Italy’s new government allows rescue ship to dock at Lampedusa

In break from Salvini’s hardline policies, government authorises Ocean Viking to disembark 82 people in southern island.

EUROPE AT SEA THE RESCUED
Migrants from the Ocean Viking ship which has been drifting in the Mediterranean for two weeks [Renata Brito/AP]

Italy‘s new government has allowed a charity ship with 82 rescued people on board to sail to the southern island of Lampedusa, in a move that reverses the strict closed-door policies of former Minister of Interior Matteo Salvini.

The Ocean Viking, run by French charities SOS Mediterranee and Doctors Without Borders (Medecins Sans Frontieres, or MSF), was shuttling between Malta and Italy for nearly two weeks and had appealed for days for a port of safety.

+ + + +

Job:
Answer these questions using the Ocean Viking article above.
1. How many rescued people were on board the ship?
2. Which two charities run the Ocean Viking?
3. Between which two countries had the ship been shuttling?

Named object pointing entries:
+ + + +

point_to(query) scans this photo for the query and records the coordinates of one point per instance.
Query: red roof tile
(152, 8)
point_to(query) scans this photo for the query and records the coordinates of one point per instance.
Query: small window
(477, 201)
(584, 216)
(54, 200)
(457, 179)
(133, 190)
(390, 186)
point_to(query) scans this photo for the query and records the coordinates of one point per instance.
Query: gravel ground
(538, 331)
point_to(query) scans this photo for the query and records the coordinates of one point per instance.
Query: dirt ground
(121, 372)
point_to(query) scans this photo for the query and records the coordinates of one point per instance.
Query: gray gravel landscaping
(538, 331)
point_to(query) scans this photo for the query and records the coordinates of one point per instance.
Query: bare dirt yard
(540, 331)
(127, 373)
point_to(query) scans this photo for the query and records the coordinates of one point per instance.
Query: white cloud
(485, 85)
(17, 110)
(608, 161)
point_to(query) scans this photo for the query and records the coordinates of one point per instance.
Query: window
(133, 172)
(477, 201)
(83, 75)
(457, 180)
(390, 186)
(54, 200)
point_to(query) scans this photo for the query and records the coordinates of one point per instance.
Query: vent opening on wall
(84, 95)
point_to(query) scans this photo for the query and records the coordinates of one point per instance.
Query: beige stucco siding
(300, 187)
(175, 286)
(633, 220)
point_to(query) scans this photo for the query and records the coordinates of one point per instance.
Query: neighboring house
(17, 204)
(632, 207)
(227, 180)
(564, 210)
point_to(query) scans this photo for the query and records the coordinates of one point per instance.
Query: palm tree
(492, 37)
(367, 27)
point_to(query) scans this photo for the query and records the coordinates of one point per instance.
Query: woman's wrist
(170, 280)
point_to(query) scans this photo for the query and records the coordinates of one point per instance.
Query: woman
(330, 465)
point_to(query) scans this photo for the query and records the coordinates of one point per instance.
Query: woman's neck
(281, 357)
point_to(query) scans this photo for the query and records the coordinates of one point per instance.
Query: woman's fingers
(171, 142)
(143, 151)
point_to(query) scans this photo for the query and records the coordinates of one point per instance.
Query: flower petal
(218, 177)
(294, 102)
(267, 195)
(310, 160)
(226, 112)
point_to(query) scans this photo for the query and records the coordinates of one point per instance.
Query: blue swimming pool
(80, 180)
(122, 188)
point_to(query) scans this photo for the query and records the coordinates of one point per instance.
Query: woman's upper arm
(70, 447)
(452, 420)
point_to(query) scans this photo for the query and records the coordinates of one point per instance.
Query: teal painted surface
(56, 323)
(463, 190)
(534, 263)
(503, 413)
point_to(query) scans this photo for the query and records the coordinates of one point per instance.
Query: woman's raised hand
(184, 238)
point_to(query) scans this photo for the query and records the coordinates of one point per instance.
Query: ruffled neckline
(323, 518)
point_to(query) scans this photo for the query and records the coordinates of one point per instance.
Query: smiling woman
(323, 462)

+ + + +

Result:
1. 82
2. SOS Mediterranee and Doctors Without Borders (Medecins Sans Frontieres, or MSF)
3. Malta and Italy